Madame Merle and the Countess Gemini converse in the garden while Osmond and Isabel talk inside. The Countess has guessed at Merle’s designs for Osmond and Isabel to marry. She is not angry at Merle’s scheming manipulation, but disagrees with the union. Although Merle tries to refute any such plan, the Countess states that she will actively oppose Osmond’s pursuit of Isabel’s hand in marriage. She does not believe that Isabel deserves to wed her cruel and selfish brother. Merle warns that Isabel will not believe the Countess, growing to mistrust her instead of Osmond.
The Countess Gemini and Madame Merle are both strong-willed and clever women who do not back down in their pursuits. The Countess, however, shows a compassion for Isabel’s wellbeing that Merle totally lacks.
Pansy is earnest in her desire to please her father, Osmond, by making tea for the group, which Madame Merle considers and agrees to. The Countess Gemini asks Pansy what she thinks of Isabel; Pansy replies that their visitor is “charming” and “polite” to everyone around her, including Pansy.
Pansy seems to be a young woman without opinions—she simply communicates whatever statement she knows her audience desires from her. In this manner, she fits her father’s preference for a docile daughter.
When Pansy leaves to offer Osmond and Isabel some tea, the Countess Gemini asks Madame Merle if she is planning on finding a husband for Pansy sometime soon, as she is almost sixteen years of age. Merle acknowledges that she will certainly be involved in helping to find Pansy a suitor. She suggests that the Countess’s large social network will also be valuable for the project.

◇ ◇ ◇ ◇ ◇

REQUIRED ACTION 1:
Summarize the chapter summary in two sentences.
REQUIRED ACTION 2:
Pick up the chapter summary after its final sentence and continue it.
The entries that follow the chapter summary can be set aside.

◇ ◇ ◇ ◇ ◇

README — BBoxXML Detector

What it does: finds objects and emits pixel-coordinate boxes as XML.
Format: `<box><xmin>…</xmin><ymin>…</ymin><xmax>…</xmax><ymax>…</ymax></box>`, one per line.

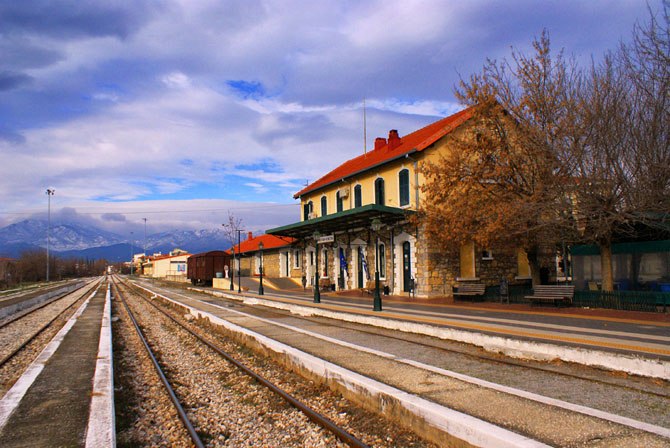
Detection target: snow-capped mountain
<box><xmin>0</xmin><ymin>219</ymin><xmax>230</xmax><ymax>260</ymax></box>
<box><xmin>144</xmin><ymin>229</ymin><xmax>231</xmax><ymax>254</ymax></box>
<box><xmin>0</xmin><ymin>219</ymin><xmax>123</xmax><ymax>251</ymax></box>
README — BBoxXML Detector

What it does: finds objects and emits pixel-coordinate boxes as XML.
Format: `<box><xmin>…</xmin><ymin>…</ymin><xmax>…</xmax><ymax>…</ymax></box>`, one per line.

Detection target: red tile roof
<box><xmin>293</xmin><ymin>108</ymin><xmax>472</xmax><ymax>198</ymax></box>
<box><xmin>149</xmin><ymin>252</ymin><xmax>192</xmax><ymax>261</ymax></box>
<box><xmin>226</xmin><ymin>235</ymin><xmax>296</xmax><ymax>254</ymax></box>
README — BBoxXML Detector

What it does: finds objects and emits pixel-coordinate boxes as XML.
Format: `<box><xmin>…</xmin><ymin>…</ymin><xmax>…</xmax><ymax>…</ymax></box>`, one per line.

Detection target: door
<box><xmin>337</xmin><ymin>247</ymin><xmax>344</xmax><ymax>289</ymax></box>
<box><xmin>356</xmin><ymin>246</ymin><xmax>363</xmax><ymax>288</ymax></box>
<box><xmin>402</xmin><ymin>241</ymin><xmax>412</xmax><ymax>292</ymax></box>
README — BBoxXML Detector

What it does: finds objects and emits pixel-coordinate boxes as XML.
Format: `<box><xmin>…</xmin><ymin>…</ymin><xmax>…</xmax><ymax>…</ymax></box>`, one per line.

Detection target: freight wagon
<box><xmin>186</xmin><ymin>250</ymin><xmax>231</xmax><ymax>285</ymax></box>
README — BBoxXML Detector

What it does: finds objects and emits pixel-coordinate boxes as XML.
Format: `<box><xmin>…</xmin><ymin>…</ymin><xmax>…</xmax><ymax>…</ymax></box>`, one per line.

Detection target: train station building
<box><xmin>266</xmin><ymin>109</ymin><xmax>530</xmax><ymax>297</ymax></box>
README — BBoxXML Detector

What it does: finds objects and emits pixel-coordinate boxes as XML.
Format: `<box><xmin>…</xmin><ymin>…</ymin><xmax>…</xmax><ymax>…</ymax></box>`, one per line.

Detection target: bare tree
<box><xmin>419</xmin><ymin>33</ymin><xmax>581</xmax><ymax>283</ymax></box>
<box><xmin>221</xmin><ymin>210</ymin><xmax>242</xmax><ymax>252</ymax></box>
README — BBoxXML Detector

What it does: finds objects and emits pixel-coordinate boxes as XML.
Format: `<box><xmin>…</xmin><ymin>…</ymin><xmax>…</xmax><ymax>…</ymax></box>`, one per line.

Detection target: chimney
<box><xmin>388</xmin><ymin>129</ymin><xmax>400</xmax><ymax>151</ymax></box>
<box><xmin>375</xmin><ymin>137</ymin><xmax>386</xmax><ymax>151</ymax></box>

◇ ◇ ◇ ◇ ◇

EXPECTED OUTPUT 1:
While Osmond and Isabel talk inside, the Countess Gemini tells Madame Merle that she has guessed Merle's plan for Osmond to marry Isabel and will oppose it, though Merle warns that Isabel will come to mistrust the Countess rather than Osmond. After Pansy calls Isabel "charming" and "polite" and leaves to offer tea, Merle says she will help find Pansy a suitor and that the Countess's large social network will be valuable for the effort.

EXPECTED OUTPUT 2:
Despite the secret of Pansy’s parentage, Madame Merle involves herself in Pansy’s life in whatever manner she can. Clearly Merle wants Pansy to marry for social gain rather than for love, a desire that will be thwarted by Pansy later in the novel.
The Countess Gemini is more hotheaded than Madame Merle and is often frustrated by Merle’s scheming. Madame Merle reveals that Isabel has recently received an inheritance of 70,000 pounds; the Countess Gemini feels sorry that Merle wants to offer the enchanting Isabel up for a dismal marriage to her devious brother. She knows that Osmond is a difficult man to please, and she “trembles for [Isabel’s] happiness!”
Madame Merle and the Countess Gemini are shown to be tenuous allies despite their differences in character. Merle trusts her enough to reveal the truth of her plan to gain control of Isabel’s wealth through Osmond.